■ DIRECTIONS FOR THIS TASK ■
From top to bottom, write out the listing exactly.

■ DATA TO EXAMINE ■
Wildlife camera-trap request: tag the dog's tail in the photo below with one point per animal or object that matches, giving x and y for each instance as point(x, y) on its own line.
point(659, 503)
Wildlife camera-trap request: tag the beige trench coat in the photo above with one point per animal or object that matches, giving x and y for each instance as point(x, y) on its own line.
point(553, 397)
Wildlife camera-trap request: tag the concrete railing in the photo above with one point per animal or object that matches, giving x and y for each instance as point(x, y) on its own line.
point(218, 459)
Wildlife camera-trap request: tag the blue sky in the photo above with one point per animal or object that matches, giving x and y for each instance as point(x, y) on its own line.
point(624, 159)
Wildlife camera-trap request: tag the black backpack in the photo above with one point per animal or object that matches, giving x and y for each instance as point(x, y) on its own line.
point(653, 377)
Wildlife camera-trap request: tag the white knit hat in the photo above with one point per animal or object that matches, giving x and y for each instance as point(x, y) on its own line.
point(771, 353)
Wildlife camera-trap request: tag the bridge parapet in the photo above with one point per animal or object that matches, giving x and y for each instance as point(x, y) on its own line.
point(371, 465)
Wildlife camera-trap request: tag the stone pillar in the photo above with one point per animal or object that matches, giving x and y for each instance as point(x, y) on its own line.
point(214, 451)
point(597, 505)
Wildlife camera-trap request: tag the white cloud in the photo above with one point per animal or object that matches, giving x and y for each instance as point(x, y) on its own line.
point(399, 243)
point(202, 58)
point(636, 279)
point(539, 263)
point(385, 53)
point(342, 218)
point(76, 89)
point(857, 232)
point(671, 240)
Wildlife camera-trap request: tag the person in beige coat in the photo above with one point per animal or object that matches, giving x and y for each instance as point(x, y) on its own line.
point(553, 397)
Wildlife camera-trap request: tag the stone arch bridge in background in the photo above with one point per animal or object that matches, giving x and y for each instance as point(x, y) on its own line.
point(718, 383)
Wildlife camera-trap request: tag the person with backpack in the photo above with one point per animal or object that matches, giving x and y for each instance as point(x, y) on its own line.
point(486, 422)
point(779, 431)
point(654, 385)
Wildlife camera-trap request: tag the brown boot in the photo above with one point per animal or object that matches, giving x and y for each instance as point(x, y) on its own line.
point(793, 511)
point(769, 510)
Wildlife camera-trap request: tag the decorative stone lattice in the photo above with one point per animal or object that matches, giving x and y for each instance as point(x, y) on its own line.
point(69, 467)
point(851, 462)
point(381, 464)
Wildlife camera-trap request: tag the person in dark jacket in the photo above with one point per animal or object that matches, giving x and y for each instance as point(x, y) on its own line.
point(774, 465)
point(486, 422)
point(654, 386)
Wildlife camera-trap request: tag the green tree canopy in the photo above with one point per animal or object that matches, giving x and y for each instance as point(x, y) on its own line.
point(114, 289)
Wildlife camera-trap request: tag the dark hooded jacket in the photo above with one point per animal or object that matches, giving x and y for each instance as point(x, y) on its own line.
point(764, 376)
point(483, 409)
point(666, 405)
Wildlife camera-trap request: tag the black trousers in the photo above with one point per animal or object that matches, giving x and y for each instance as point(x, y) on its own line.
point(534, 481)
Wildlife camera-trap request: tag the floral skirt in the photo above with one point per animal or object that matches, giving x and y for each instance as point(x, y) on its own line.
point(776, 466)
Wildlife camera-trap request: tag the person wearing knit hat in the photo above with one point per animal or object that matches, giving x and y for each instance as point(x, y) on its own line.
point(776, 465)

■ WRITTEN ANSWER ■
Wildlife camera-trap request: tag the dog's tail in the photo below with one point per animal or object that matches, giving x and y for each instance as point(x, y) on its own line.
point(659, 503)
Wildlife camera-trap request: tag the beige trench coat in the photo above with one point per animal or object that matches, giving x and y for each instance as point(x, y) on its own line.
point(553, 397)
Wildlife camera-trap request: tag the concrete railing in the photo above with one point per animal or object that matches, giving x and y for each instance as point(x, y) on its own line.
point(218, 459)
Wildlife camera-trap request: tag the blue sky in the photo above with one point per animal or object that matches, giving x and y for each instance as point(x, y) on its own line.
point(624, 159)
Wildlife camera-trap request: tag the black backpack in the photo above with one point per animal or object that matches, giving x and y for each instance as point(x, y) on its own line.
point(653, 377)
Wildlife camera-trap request: tag the white knit hat in the photo above with one point per animal or object that matches, giving x and y for each instance as point(x, y) on its own line.
point(771, 353)
Wildlife camera-trap request: tag the bridge parapet in the photo above with one point per animal or object that matches, giving x and y for each instance as point(x, y) on its own line.
point(371, 465)
Wildlife camera-trap request: tag the stone pillar in the photo above with one point per animal or object that matches, giving x and y for each instance as point(x, y) on its own line.
point(214, 451)
point(597, 505)
Wildlife camera-trap request: tag the white cloud in the photo above with one point per animal or object that matches, giving x and y for each instance as point(x, y) on its own line.
point(399, 243)
point(202, 58)
point(636, 279)
point(539, 263)
point(385, 53)
point(342, 218)
point(76, 89)
point(857, 232)
point(671, 240)
Wildlife camera-trap request: tag the person in beige coat in the photo above with one point per animal or object that matches, giving x and y for each instance as point(x, y) on its own line.
point(553, 397)
Wildlife camera-trap request: tag the stone arch bridge in background in the photo above with one point per animal or object that matches, giving x and y for each instance as point(x, y) on its own line.
point(718, 383)
Wildlife camera-trap request: tag the person with backpack in the photo above with one point per animal or object that matches, giving x and y for each instance as point(x, y) on its own line.
point(486, 422)
point(779, 431)
point(654, 385)
Wildlife camera-trap request: tag the brown boot in the photo above with one point per animal or object that matches, giving x and y for each instance as point(x, y) on its own line.
point(793, 511)
point(769, 510)
Wildlife camera-trap request: tag the decorative stone lattice in the photo above with one point per animal or object that matches, giving x and y for each instance as point(x, y) on its own line.
point(69, 467)
point(851, 462)
point(381, 464)
Wildlife camera-trap request: tag the person in dark jacket in the photo above with one point per animal or object that matches, giving x and y for each instance as point(x, y) on its own line.
point(774, 465)
point(486, 422)
point(654, 386)
Wildlife camera-trap request: tag the green tree canopy in the photo above with one point per animal or object that matches, giving x and y for each instance as point(x, y) on its own line.
point(114, 289)
Wildlife camera-trap request: tag the dark hooded jacket in the photo above with one point per animal or object that matches, giving x and y for each instance as point(x, y) on its own line.
point(764, 376)
point(483, 409)
point(666, 405)
Wildlife camera-trap request: tag the black trousers in the photo above with one point per animal or object that matches, giving x and y for each instance as point(x, y) on its own line.
point(534, 481)
Wildlife camera-trap request: tag the floral skirt in the photo above with one point per animal or object that matches, giving x and y for each instance as point(x, y) on its own line.
point(776, 466)
Wildlife camera-trap request: tag the person wearing knit hat in the photo above with one point per animal or object that matches, giving x and y for each instance as point(x, y) on its own line.
point(776, 465)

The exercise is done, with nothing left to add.